# Does Ephesians defeat Dispensationalism?



## ReformedWretch (Jan 31, 2005)

Jesus is not only Lord, but KING! He is the head of all rulers and Kings having complete dominion at the time of the writing and all of the future.

1:19and what is the immeasurable greatness of his power toward us who believe, according to the working of his great might 20that he worked in Christ when he raised him from the dead and seated him at his right hand in the heavenly places, 21far above all rule and authority and power and dominion, and above every name that is named, not only in this age but also in the one to come. 22And he put all things under his feet and gave him as head over all things to the church,

We, as the church are seated with Him ruling and reigning with Him was well.

1:3 Blessed be the God and Father of our Lord Jesus Christ, who has blessed us in Christ with every spiritual blessing in the heavenly places
2:6 and raised us up with him and seated us with him in the heavenly places in Christ Jesus,
The promises of the covenant are applied literally to Gentiles within the Church.

━━━━━━━━━━━━━━━━━━━━

**EXERCISE INSTRUCTIONS:**
[1] Using the forum post on Ephesians and dispensationalism, answer these:
(a) On what date was the post written?
(b) According to the quoted verse 21, in which ages is Christ above every name that is named?
(c) In the quoted verse 2:6, where are "we" seated with him?
[2] In the Ephesians post, list each thing named in the phrase "far above all rule and authority and power and dominion."
[3] Pick up the forum post on Ephesians and dispensationalism after its last sentence and carry it on.

**ENTRIES SHOWN:**

━━━━━━━━━━━━━━━━━━━━

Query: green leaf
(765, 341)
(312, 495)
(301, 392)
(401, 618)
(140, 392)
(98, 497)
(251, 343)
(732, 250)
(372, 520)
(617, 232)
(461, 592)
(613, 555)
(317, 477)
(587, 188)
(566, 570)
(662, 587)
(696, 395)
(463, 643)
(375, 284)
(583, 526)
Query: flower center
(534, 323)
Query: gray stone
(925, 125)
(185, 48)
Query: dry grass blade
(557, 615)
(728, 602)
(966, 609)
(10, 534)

━━━━━━━━━━━━━━━━━━━━

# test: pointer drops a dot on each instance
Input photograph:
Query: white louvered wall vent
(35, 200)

━━━━━━━━━━━━━━━━━━━━

**ANSWERS TO THE PROBLEMS:**
[1]
(a) Jan 31, 2005
(b) Not only in this age but also in the one to come
(c) In the heavenly places in Christ Jesus

[2] rule, authority, power, dominion

[3]
2:10For we are his workmanship, created in Christ Jesus for good works, which God prepared beforehand, that we should walk in them.
11Therefore remember that at one time you Gentiles in the flesh, called "the uncircumcision" by what is called the circumcision, which is made in the flesh by hands-- 12remember that you were at that time separated from Christ, alienated from the commonwealth of Israel and strangers to the covenants of promise, having no hope and without God in the world.

The removal of the distinction of the Jew and Gentile is stressed!

2:12remember that you were at that time separated from Christ, alienated from the commonwealth of Israel and strangers to the covenants of promise, having no hope and without God in the world. 13But now in Christ Jesus you who once were far off have been brought near by the blood of Christ. 14For he himself is our peace, who has made us both one and has broken down in his flesh the dividing wall of hostility 15by abolishing the law of commandments and ordinances, that he might create in himself one new man in place of the two, so making peace, 16and might reconcile us both to God in one body through the cross, thereby killing the hostility. 17And he came and preached peace to you who were far off and peace to those who were near. 18For through him we both have access in one Spirit to the Father. 19So then you are no longer strangers and aliens, but you are fellow citizens with the saints and members of the household of God

The building up of the Church is referred to as the building up of the Temple.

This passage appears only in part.